_BRANO DEL DOCUMENTO:_
========================================

Parlando Con Stefano Mirabella: Street Photography

  

Stefano Mirabella. ROME – 21 Dicembre 2019


Le amicizie più belle sono quelle con cui si condividono anche le passioni e la mia, ovviamente, è la fotografia. Tra i miei amici  più cari ci sono molti fotografi, e Stefano Mirabella è tra quelli che stimo di più.

Noi ci conosciamo ormai da un po' di anni ed è una persona che rispetto molto, prima ancora che per il valore fotografico per l'aspetto umano.

Il mondo della Fotografia è – purtroppo – pieno di individui il cui ego va di pari passo con la lunghezza focale degli obiettivi, basta un niente per far schizzare la vanità a livelli insopportabili.

Stefano è sempre rimasto lo stesso da quando lo conosco, la stessa umiltà, nonostante sia un docente di alto livello in una delle scuole di fotografie più importanti a Roma, Ambasciatore Leica, e tra i più bravi fotografi di Street in circolazione in Italia.

 

Sarebbe sufficiente questo per conoscerlo meglio, ma dato che della parola Street in molti si riempiono la bocca e intasano i social di fotografie che di Street hanno, appunto, solo la “strada” come luogo fisico, ma non intesa come filosofia di pensiero, cogliamo l'occasione per sapere il suo punto di vista.

Come docente, fotografo e pensatore visuale.


Rome, 2013


Roma, 2015


Innanzitutto, presentati a chi non ti conosce.

Ciao Stefano prima di tutto grazie della bellissima presentazione e grazie delle interessanti domande alle quali vado a rispondere, sono nato nel 1973 a Roma, la città in cui vivo e lavoro da sempre. La fotografia è stata da sempre la mia più grande passione fino a diventare anche il mio lavoro circa 4 anni fa. Prima lavoravo nel campo della televisione, realizzando format televisivi per un emittente satellitare.

Ora come hai già accennato tu sono docente presso “Officine Fotografiche” e docente della Leica Akademie.

========================================

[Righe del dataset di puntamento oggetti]
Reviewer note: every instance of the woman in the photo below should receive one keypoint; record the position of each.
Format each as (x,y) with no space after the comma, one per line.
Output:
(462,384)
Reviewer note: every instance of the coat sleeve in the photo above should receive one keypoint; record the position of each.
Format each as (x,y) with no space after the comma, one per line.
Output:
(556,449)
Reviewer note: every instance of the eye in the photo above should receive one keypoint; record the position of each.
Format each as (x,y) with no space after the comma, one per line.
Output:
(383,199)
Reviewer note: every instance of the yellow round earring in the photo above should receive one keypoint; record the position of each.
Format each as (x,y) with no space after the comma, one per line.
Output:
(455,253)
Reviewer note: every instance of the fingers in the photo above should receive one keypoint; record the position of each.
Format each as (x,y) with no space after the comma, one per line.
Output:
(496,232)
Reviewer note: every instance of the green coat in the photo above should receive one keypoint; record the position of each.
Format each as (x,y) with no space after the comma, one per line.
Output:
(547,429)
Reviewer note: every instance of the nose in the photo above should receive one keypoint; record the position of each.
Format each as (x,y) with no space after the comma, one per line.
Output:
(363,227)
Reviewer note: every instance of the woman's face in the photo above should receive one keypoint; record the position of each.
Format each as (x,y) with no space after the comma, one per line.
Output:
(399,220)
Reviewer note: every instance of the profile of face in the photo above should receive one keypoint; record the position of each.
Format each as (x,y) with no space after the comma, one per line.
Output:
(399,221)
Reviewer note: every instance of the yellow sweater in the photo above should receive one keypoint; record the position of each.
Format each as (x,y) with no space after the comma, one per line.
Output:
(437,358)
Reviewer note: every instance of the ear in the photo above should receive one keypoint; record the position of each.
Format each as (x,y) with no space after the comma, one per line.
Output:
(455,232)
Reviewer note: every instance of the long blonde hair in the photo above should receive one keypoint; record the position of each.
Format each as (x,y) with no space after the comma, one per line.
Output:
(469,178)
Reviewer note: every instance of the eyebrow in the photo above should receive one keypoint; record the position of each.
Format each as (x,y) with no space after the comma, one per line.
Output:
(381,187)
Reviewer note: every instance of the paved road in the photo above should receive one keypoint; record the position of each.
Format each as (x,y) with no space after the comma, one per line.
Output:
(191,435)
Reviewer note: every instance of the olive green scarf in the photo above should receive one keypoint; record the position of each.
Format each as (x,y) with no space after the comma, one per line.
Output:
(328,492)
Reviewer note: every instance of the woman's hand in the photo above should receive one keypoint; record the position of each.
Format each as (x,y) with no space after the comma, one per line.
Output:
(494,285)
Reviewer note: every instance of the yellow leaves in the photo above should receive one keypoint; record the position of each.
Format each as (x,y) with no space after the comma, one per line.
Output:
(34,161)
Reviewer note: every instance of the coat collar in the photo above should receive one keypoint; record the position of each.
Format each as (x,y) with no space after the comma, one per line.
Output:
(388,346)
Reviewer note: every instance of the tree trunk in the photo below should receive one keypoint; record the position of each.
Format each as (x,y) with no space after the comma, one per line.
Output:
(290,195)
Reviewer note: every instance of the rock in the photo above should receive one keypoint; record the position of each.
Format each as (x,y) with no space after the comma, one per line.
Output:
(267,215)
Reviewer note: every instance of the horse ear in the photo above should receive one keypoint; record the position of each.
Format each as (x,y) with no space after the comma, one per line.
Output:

========================================

Riscrivi la parte del brano compresa tra "Il mondo della" e "circolazione in Italia.", estremi inclusi, mettendo "modestia" al posto di "umiltà". Basati soltanto sul brano.

_RISPOSTA SCRITTA:_
Il mondo della Fotografia è – purtroppo – pieno di individui il cui ego va di pari passo con la lunghezza focale degli obiettivi, basta un niente per far schizzare la vanità a livelli insopportabili.

Stefano è sempre rimasto lo stesso da quando lo conosco, la stessa modestia, nonostante sia un docente di alto livello in una delle scuole di fotografie più importanti a Roma, Ambasciatore Leica, e tra i più bravi fotografi di Street in circolazione in Italia.